** Entries supplied follows **

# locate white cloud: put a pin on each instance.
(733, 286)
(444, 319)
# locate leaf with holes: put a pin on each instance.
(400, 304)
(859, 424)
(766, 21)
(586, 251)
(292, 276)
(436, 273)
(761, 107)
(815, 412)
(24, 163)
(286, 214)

** End of Entries supplied **

▶ _Problem to solve_
From the records above, extract each line exactly as shown.

▶ _Output below_
# locate white cloud: put a pin on each instance.
(733, 286)
(444, 319)
# locate leaf with holes: put a pin on each instance.
(400, 304)
(859, 424)
(766, 21)
(586, 251)
(292, 276)
(436, 273)
(761, 107)
(815, 412)
(24, 163)
(286, 214)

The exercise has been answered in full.